Problems to work on:
**1)** From the Arizona transportation passage, extract the text between "Historic US 66, a" and "through Peach Springs.", inclusive.
**2)** According to the Arizona transportation passage, where is the plaque commemorating the Deck Park Tunnel?

Text excerpt:
Start of Block

Yuma is served by I-8, while Casa Grande served by I-8 and I-10; Flagstaff is served by I-17 and I-40. US 95 parallels the Colorado River, from Las Vegas to the Mexico–United States border near Yuma.

Historic US 66, a major route for Midwestern emigrants prior to the advent of the interstate highway system, traversed the northern part of the state, passing through Flagstaff and Kingman. US 66 in Arizona closely followed the route of what is now I-40 except for an 88 mi stretch between Seligman and Kingman now known as SR 66, where the route veered to the north passing through Peach Springs.

===Bridges and tunnels===
The Deck Park Tunnel is a vehicular tunnel built underneath Downtown Phoenix as part of I-10. The tunnel extends from approximately North 3rd Avenue to North 3rd Street. At 2887 ft, it ranks as the 42nd longest vehicular tunnel in the US. The tunnel was the last section of I-10 to be completed nationwide. There is a plaque dedicated to the commemoration of the tunnel in Margaret T. Hance Park.

==Port Infrastructure==
===Airports===
Airports with scheduled commercial flights include: Phoenix Sky Harbor International Airport (IATA: PHX, ICAO: KPHX) in Phoenix (the largest airport and the major international airport in the state); Tucson International Airport (IATA: TUS, ICAO: KTUS) in Tucson; Phoenix-Mesa Gateway Airport (IATA: AZA, ICAO: KIWA) in Mesa; Yuma International Airport (IATA: YUM, ICAO: KYUM) in Yuma; Prescott Municipal Airport (PRC) in Prescott; Flagstaff Pulliam Airport (IATA: FLG, ICAO: KFLG) in Flagstaff, and Grand Canyon National Park Airport (GCP), a small, but busy, single-runway facility providing tourist flights, mostly from Las Vegas. Phoenix Sky Harbor is the seventh busiest airport in the world in terms of aircraft movements, and regularly in the top 15 for passengers.

End of Block

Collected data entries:
Start of Block

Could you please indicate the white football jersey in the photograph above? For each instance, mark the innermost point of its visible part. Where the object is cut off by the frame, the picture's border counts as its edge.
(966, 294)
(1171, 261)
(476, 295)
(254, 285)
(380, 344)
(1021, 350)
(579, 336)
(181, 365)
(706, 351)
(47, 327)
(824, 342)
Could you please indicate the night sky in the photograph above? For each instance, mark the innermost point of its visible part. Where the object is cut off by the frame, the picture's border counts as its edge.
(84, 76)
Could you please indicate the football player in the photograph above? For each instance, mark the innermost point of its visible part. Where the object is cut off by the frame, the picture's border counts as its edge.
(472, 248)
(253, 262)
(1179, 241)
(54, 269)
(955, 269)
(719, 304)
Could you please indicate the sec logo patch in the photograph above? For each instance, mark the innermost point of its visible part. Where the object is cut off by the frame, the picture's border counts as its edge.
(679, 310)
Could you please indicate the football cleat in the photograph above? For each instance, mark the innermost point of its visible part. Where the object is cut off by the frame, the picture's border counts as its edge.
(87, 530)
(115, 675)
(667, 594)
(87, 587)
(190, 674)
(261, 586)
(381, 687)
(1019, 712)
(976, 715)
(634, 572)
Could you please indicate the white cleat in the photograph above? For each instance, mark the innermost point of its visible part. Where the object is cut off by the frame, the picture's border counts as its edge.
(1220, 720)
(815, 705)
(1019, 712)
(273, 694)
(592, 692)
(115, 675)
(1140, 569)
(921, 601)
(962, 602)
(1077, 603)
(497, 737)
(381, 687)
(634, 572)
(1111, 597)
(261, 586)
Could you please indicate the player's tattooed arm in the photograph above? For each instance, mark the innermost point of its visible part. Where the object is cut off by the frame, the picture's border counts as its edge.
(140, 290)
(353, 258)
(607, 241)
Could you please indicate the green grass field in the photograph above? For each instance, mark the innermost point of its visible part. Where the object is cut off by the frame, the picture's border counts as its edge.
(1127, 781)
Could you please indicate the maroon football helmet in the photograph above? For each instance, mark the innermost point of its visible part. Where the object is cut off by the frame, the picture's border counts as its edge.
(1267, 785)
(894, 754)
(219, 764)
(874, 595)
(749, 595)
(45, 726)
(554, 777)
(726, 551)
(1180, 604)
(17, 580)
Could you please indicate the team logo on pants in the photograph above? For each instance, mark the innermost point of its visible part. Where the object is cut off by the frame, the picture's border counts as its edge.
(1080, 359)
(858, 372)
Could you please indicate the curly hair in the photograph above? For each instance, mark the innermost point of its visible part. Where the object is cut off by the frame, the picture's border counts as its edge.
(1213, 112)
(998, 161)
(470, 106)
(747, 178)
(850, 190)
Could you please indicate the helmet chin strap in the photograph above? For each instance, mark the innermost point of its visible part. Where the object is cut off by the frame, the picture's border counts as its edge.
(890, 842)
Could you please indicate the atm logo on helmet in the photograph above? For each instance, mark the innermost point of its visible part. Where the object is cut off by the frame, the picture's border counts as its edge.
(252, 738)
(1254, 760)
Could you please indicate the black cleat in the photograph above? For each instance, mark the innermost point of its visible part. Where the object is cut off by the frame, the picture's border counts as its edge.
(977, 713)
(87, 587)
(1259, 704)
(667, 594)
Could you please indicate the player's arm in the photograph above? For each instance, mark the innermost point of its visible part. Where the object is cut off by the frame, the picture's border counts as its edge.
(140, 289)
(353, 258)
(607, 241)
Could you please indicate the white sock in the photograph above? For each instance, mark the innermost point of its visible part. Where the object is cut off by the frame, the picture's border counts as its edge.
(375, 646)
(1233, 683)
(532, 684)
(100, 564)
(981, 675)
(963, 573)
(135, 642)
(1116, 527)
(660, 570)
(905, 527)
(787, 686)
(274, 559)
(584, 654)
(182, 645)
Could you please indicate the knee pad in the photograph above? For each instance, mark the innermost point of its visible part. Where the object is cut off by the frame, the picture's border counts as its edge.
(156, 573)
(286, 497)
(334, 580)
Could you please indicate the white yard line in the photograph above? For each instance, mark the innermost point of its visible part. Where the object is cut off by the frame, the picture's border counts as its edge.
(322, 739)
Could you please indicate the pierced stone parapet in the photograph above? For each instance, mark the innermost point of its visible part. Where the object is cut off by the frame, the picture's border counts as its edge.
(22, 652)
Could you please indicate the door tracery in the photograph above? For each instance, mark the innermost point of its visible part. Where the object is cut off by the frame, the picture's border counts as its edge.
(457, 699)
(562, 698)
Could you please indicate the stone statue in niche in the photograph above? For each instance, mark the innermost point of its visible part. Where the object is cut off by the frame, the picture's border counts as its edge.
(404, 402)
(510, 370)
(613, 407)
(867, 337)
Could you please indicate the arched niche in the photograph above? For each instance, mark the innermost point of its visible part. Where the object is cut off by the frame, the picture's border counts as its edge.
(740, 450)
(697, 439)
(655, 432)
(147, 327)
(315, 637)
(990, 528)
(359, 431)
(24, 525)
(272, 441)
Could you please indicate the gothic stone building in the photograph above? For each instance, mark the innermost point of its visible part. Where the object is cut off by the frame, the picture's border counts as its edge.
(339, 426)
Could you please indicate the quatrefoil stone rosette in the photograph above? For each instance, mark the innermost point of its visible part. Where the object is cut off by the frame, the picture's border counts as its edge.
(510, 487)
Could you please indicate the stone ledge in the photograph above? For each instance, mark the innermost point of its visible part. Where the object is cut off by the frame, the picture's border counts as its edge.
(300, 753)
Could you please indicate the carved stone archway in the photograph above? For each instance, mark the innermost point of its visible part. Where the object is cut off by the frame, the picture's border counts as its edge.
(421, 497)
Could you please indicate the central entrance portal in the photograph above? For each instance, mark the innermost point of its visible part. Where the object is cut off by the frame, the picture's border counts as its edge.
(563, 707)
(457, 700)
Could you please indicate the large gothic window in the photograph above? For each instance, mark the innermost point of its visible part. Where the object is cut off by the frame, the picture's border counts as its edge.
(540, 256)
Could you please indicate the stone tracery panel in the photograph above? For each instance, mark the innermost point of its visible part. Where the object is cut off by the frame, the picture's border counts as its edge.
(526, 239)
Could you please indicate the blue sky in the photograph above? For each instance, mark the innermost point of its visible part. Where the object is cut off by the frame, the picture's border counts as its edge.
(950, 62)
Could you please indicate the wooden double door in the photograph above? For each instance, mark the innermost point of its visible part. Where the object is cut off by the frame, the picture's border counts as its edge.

End of Block

Results for the exercise:
**1)**
Historic US 66, a major route for Midwestern emigrants prior to the advent of the interstate highway system, traversed the northern part of the state, passing through Flagstaff and Kingman. US 66 in Arizona closely followed the route of what is now I-40 except for an 88 mi stretch between Seligman and Kingman now known as SR 66, where the route veered to the north passing through Peach Springs.

**2)** In Margaret T. Hance Park.